▶ **What you will do**:
(a) According to the documentary review, what position does Mary Nichols hold?
(b) Print the part of the documentary review that begins with the words containing "Mary Nichols is" and ends with "something misleadingly clean.".

▶ **Document passage**:
○ ○ ○
Documentary Review: ‘Time To Choose’

Review by Justin Goodman

Mary Nichols is frustrated by our reaction to climate change. As she’s the chairwoman of the California Air Resources Board, this seems fair. In Charles Ferguson’s (No End In Sight, Inside Job) newest documentary, Time to Choose, she expresses as much, saying, “first people deny that they’re part of the problem. Then they deny there’s a solution. Then they tell you that if there is a solution, it’s too expensive.” And it’s this tone, unlike his previous films, a mixture of hope and frustration, that define Ferguson’s heavily researched polemics. While maintaining his standards of quality with a sleekness and variety as engaging as it is beautiful, this tendency for hope is also frustrating in itself. It’s a varnished surface that deflects any substantial and serious concerns thrown against it, turning even a coal dust mound as big as a beach into something misleadingly clean.

I’m generally inclined to be sceptical about high, bright tones when it comes to climate change primarily because, while it’s true that deniers move goal posts as Nichols suggests, advocates tend towards exaggerations. Opening Time to Choose is a rallying cry of “we can stop climate change.” No, we can’t. The gateway to that particular underworld has already opened (in Siberia in fact), and runaway carbon emissions have begun the process of permafrost thaw and releasing of trapped methane that mark a heady progression into cataclysm. At best we can slow down climate change, as numerous studies have noted. We still need to fight against fossil fuel dependency–we’re already beginning to, as the documentary shows–but it’ll be the difference between my grandchildren watching the earth be irreparably altered and my great grandchildren doing so.

Misconceptions cleared up, Time to Choose is divided into three parts: Coal and Electricity, Oils and Cars, and Land and Food. From footage of American mountain tops leveled off by explosives and Chinese coal miners dying in collapses, to revealing wide angles of sludgy and now-carcinogenic African waters, there’s nothing that Ferguson leaves out regarding corporate impacts on the environment. Cancer rates, extinction, pollution; one montage is, sadly, composed entirely of oil leaks and oil-based fires. Perhaps to the disappointment of some, these graphic displays rarely lead to specific indictments of figureheads–for instance, no mention of BP CEO Tony Hayward who referred to the Deepwater Horizon spill as”relatively tiny.” And so there’s no pot stirring here but for flashes of implied corruption as with James Inhofe (Scarily, Chairman of the Environment and Public Works committee) whose climate change denial was followed by a list of his oil & gas donors.
○ ○ ○
▶ **Data extracts**:

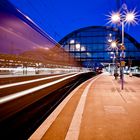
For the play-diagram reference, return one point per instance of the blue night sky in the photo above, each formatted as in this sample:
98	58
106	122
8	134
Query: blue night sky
60	17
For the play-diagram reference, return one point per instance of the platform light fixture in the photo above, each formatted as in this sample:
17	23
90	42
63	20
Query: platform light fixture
122	17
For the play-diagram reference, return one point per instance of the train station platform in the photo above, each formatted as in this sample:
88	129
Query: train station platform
96	110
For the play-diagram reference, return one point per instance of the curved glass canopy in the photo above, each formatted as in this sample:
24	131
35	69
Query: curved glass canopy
92	46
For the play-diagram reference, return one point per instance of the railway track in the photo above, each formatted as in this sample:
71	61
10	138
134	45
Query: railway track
21	116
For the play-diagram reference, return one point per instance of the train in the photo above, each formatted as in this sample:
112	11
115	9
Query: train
26	48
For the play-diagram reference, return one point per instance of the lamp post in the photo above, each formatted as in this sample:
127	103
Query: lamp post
122	17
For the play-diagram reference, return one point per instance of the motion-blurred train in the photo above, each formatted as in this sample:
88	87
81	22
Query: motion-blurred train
24	47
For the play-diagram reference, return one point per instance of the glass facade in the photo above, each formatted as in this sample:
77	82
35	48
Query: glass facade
92	46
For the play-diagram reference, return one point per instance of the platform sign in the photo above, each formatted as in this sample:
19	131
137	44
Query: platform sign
○ ○ ○
▶ **List of answers**:
(a) She is the chairwoman of the California Air Resources Board.

(b)
Mary Nichols is frustrated by our reaction to climate change. As she’s the chairwoman of the California Air Resources Board, this seems fair. In Charles Ferguson’s (No End In Sight, Inside Job) newest documentary, Time to Choose, she expresses as much, saying, “first people deny that they’re part of the problem. Then they deny there’s a solution. Then they tell you that if there is a solution, it’s too expensive.” And it’s this tone, unlike his previous films, a mixture of hope and frustration, that define Ferguson’s heavily researched polemics. While maintaining his standards of quality with a sleekness and variety as engaging as it is beautiful, this tendency for hope is also frustrating in itself. It’s a varnished surface that deflects any substantial and serious concerns thrown against it, turning even a coal dust mound as big as a beach into something misleadingly clean.